— Task description —
Every line below must be copied as written, except for pictures.

[Collected data]
☆ ☆ ☆ ☆ ☆
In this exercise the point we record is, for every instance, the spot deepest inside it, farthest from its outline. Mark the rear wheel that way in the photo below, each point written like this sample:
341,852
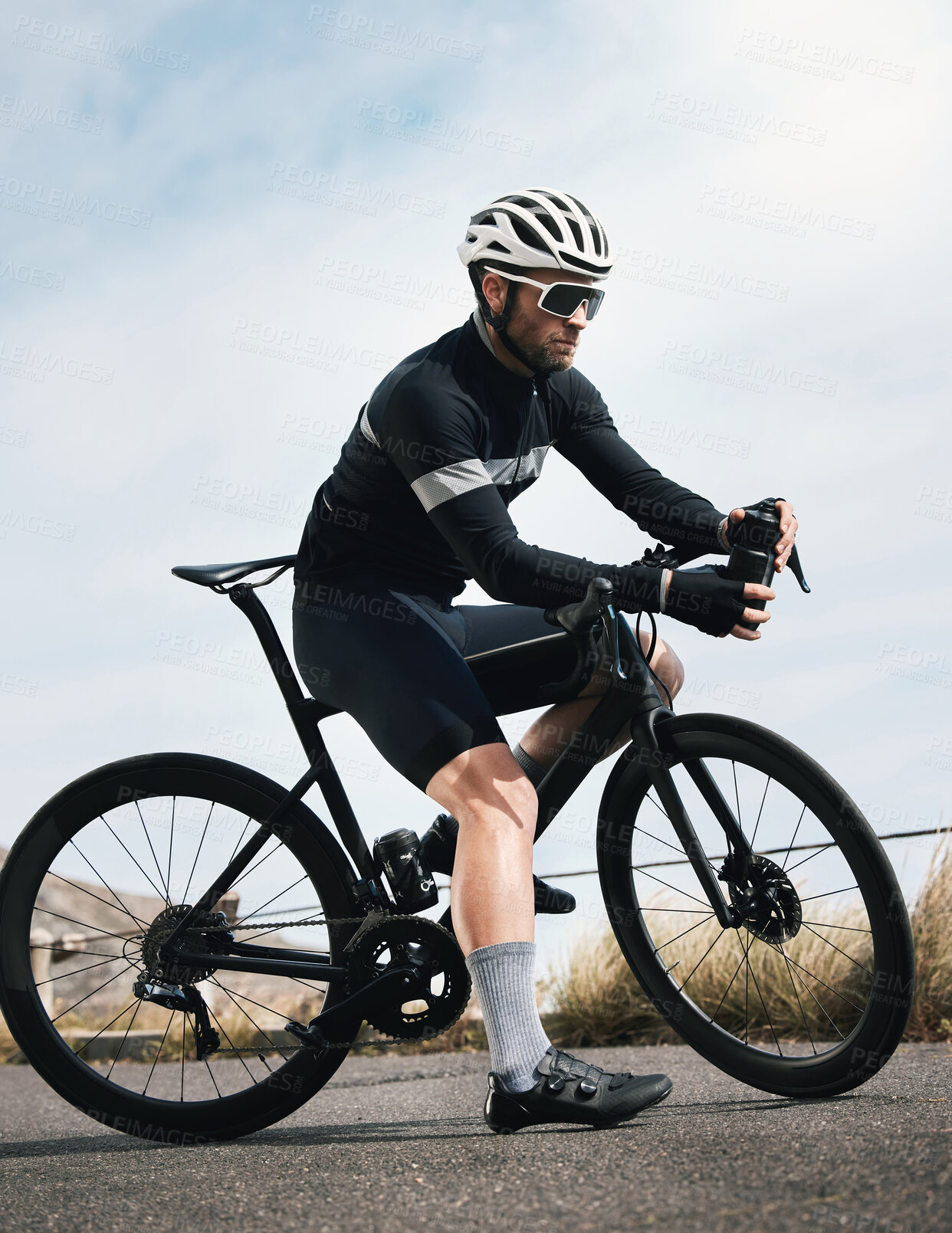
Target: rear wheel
810,994
87,892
☆ ☆ ☆ ☆ ☆
— Task output —
In this exercise the point we record is, for every instance, the spot deepest inside it, farthest from its outline. Mark the rear wheel that way in the photo below, each point written like this sample:
341,852
Target: rear wheel
810,994
87,892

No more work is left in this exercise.